• Extracted text
Equanimity is an old Buddhist term. Like most old Buddhist terms, it’s got a lot of possible meanings and implications, but pretty much it boils down to this:
holding on to your values when things are difficult
This is my interpretation because it connects intellectually with “ACT” – Acceptance and Commitment Therapy. Of the various mindfulness-based mental health programs out there, ACT is the one I feel the most closely aligned with because of its focus on values.I don’t mean morality or ethics or imposed values; I mean the values I define for myself and seek to live by.
The reason this is so important to me is that when I began counselling through the VA a little over a year ago, my counsellor suggested I read “The Happiness Trap” by Dr Russ Harris. I did so and went: Yes, this is what I’m missing. Had you asked me prior to reading that book if I was living by my values, I would have answered, Yes.
And if your follow-up had been to ask me to name those values….
I have lived my life trying to be a good person and do the right things, and I had no idea what my actual values were. I knew what things were good and right, so doing them (or feeling guilty and ashamed for not doing them) was easy. But it was almost as if I was doing good things accidentally.
Having self-indoctrinated a hyper-moralistic Christianity as a 15-year-old, not to mention living in hyper-moralistic USA, I knew one set of pseudo-values. These were very good at making me realize what an awful person I was. My agency as a self-activating human was undermined by religion. When I came out of that in my mid-20s, I had nothing to replace it.
Well, that’s not exactly true. I had deep-seated anxieties and an undeniable loathing of my own existence. No wonder, at the age of 60, I ended up alone, depressed, and lost. I had spent all those years stumbling through my life with a person I didn’t like.
I’ve spent the past year developing my values, coming to understand what gives my life meaning so I can make life choices that are driven by those values. I am working on self-compassion (read the book by that name by Kristen Neff; it’s on $10 on Apple Books and full of practical wisdom I think we could all use). I am continuing to develop a mindfulness practice so I can recognize when anxiety is kicking in so that I can short-circuit it.

Saved entries
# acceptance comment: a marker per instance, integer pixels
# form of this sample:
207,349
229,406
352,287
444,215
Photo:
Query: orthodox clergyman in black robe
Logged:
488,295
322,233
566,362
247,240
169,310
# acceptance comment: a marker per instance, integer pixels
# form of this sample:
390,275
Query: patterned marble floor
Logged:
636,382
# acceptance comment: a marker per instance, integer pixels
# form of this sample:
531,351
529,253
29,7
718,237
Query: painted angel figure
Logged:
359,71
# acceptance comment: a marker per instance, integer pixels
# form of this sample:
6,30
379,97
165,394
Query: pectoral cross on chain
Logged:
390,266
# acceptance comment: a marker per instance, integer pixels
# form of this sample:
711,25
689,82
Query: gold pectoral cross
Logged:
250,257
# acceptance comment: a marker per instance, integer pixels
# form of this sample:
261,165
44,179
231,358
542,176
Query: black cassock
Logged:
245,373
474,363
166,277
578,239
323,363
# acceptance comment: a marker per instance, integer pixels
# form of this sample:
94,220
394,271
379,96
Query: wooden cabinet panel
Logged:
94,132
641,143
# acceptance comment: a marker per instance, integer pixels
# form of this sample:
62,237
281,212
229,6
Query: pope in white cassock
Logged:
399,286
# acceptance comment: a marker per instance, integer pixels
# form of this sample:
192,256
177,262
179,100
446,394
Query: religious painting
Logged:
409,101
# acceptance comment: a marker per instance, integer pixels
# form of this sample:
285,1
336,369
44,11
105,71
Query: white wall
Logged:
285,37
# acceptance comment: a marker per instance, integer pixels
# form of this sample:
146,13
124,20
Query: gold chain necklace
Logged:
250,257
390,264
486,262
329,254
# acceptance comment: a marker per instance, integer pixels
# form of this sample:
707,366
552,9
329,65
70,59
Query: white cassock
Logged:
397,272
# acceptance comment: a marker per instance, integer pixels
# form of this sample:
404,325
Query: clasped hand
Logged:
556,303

• Work request A
In the equanimity post, what book did the writer's counsellor suggest reading?
• Work request B
Return the passage of the equanimity post starting with "I have lived" and going on through "good things accidentally.".

• Final answer A
"The Happiness Trap" by Dr Russ Harris.

• Final answer B
I have lived my life trying to be a good person and do the right things, and I had no idea what my actual values were. I knew what things were good and right, so doing them (or feeling guilty and ashamed for not doing them) was easy. But it was almost as if I was doing good things accidentally.